**Work to be completed**
Pick out every line in the items below that contains the string "grass". Matching is case-sensitive.

(Items on locating named things)
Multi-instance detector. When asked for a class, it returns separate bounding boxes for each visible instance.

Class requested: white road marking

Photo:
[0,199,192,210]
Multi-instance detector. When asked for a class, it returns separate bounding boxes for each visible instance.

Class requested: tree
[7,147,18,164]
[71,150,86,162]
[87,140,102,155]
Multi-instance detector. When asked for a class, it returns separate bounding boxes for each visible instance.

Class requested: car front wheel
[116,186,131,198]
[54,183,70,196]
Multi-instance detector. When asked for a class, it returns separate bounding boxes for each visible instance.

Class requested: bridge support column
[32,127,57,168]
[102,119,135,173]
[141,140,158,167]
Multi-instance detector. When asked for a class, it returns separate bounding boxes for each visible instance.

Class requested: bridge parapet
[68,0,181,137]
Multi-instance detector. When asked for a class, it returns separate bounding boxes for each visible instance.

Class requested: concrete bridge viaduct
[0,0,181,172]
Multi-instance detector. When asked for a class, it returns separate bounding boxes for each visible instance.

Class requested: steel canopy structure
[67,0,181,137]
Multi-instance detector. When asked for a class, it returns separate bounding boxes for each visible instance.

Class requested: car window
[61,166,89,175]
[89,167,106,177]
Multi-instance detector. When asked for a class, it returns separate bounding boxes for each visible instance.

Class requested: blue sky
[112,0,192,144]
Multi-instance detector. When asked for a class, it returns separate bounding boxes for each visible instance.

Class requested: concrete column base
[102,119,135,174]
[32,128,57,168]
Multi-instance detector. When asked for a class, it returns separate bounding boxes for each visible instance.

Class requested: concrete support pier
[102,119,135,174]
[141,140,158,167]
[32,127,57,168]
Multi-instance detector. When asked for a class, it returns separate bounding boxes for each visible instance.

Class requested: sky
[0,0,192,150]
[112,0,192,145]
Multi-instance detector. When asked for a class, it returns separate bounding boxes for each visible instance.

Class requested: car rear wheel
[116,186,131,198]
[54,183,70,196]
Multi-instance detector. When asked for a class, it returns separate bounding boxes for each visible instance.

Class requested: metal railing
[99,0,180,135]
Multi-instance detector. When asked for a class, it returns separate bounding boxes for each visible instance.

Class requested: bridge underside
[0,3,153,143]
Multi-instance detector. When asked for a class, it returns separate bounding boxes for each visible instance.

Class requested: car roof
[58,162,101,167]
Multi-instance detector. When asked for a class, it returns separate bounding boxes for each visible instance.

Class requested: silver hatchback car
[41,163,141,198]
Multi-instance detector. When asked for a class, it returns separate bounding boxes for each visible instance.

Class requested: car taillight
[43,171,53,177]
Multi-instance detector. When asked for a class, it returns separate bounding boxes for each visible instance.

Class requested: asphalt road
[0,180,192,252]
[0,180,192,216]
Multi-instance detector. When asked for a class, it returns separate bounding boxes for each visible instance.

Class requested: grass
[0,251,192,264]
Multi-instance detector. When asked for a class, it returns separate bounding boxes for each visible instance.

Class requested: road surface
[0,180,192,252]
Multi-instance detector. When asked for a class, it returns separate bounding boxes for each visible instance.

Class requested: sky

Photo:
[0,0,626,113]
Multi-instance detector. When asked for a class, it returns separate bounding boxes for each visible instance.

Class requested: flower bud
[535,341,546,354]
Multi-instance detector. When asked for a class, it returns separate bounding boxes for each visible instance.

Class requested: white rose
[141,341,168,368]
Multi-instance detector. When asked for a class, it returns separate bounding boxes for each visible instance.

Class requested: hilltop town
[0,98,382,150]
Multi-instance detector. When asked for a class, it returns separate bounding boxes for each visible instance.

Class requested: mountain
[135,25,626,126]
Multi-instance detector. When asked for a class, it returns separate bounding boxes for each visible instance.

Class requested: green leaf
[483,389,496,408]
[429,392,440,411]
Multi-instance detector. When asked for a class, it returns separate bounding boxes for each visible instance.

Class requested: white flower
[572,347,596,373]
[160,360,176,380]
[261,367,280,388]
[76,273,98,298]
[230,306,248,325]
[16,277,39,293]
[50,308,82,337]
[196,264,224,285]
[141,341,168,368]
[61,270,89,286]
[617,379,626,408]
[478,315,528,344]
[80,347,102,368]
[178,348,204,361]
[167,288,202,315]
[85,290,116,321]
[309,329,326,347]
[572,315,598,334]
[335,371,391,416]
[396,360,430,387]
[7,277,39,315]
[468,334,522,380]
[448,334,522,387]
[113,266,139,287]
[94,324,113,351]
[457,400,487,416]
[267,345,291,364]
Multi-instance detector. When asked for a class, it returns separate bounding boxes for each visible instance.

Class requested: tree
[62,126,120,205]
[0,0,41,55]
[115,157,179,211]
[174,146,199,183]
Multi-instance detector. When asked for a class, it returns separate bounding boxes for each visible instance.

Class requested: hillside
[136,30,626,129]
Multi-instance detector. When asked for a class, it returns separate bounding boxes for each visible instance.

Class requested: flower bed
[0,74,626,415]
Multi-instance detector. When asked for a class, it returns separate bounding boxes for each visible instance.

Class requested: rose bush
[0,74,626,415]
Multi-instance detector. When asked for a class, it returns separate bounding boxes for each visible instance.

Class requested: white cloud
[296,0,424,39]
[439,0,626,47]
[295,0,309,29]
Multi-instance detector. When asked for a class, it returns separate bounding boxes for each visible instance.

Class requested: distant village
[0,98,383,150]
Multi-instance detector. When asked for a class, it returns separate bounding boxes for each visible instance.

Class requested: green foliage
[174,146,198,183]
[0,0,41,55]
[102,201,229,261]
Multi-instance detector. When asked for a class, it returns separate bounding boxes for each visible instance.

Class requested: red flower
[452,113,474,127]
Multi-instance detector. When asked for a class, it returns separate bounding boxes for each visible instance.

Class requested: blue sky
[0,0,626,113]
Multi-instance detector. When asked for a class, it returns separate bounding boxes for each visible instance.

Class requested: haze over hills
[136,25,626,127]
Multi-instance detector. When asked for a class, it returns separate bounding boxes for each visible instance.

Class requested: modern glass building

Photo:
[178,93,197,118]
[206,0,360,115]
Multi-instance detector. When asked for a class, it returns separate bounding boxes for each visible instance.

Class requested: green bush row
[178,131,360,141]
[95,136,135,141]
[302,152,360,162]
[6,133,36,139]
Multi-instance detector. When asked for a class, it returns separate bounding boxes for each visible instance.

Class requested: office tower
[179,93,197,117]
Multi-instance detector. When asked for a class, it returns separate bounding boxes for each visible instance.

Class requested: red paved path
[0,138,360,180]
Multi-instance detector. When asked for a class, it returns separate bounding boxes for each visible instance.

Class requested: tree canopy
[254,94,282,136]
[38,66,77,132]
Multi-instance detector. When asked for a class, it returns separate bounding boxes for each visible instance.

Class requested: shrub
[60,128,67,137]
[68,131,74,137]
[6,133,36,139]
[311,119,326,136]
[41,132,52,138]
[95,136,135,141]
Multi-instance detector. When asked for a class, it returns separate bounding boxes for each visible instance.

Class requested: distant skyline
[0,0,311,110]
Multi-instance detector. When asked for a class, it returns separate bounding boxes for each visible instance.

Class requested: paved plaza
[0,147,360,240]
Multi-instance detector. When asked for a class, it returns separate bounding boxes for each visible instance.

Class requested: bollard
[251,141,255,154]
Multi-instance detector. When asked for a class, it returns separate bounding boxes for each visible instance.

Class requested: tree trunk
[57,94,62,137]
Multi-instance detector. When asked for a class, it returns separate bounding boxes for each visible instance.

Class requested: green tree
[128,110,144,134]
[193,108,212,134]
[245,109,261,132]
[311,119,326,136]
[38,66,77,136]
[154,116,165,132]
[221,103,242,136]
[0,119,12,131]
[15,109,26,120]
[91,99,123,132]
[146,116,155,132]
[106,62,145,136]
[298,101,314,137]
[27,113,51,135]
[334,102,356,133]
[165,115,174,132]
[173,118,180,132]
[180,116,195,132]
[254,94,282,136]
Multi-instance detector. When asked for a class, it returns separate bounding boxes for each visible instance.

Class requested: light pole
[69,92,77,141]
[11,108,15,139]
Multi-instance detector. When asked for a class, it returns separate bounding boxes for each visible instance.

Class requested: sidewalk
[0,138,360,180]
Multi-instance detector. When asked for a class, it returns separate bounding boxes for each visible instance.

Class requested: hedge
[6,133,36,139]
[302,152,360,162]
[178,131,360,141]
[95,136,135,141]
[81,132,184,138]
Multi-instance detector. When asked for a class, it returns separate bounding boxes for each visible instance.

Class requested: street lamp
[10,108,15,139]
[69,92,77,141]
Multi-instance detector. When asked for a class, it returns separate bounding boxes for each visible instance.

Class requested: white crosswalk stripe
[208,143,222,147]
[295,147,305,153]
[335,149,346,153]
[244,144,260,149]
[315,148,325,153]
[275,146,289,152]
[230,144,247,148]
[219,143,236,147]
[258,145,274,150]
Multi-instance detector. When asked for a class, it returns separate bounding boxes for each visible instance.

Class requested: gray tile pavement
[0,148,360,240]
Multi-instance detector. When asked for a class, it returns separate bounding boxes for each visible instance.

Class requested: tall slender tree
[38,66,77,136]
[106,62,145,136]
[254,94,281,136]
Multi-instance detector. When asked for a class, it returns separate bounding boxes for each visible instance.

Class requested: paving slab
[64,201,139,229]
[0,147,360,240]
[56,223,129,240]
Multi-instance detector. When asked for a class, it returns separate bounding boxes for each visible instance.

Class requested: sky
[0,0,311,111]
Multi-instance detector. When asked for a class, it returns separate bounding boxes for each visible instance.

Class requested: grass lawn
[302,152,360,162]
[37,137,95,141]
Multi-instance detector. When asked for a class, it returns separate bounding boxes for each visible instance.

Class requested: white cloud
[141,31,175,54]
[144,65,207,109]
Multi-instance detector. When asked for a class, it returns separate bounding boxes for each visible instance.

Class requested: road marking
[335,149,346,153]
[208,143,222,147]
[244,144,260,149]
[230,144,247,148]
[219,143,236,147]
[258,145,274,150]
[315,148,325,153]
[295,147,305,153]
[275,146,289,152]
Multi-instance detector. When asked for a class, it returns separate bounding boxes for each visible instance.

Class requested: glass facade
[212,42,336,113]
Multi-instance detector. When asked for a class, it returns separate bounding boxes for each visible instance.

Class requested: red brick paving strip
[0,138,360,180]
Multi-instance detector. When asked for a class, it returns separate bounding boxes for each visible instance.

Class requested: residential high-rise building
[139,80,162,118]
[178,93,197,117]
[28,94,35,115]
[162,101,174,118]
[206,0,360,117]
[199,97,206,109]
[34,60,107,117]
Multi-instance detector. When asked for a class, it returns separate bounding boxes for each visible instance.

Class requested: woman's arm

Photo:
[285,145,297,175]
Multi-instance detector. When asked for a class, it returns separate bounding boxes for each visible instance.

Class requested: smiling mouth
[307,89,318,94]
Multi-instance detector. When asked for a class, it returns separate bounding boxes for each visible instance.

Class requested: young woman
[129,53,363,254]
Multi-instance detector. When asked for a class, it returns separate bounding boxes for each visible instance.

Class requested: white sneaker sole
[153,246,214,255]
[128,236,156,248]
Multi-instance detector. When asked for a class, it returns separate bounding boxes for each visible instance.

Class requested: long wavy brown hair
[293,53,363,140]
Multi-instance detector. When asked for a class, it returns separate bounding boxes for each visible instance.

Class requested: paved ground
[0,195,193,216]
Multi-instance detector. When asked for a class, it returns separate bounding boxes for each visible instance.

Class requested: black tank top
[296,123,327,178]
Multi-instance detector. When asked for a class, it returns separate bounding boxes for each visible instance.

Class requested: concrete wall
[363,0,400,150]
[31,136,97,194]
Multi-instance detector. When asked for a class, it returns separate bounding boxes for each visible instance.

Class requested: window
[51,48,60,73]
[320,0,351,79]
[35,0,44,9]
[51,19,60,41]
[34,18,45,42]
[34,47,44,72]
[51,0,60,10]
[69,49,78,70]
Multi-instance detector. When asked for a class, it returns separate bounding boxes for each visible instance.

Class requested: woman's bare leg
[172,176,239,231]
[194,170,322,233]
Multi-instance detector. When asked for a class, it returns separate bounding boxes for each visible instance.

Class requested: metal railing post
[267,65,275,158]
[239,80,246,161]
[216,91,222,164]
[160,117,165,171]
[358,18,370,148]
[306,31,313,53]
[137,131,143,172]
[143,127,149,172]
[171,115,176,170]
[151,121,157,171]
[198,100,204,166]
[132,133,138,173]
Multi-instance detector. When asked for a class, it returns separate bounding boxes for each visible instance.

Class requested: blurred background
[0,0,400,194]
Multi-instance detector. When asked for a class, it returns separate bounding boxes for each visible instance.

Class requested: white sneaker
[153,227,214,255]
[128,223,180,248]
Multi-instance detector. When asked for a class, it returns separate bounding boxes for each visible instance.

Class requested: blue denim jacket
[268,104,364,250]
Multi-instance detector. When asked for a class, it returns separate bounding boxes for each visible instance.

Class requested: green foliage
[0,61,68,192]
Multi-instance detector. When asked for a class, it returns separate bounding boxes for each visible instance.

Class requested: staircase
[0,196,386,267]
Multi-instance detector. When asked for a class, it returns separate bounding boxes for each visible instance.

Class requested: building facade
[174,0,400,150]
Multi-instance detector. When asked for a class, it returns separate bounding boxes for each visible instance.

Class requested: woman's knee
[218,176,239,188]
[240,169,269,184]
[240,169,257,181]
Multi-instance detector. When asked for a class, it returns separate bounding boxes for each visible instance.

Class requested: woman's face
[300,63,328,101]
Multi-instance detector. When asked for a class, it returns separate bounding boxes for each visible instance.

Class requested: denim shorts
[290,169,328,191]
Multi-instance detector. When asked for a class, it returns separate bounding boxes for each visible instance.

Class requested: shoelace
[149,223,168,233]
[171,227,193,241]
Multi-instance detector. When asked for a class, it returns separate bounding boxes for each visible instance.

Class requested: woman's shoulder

**Written solution**
Class requested: grass
Class requested: grass lawn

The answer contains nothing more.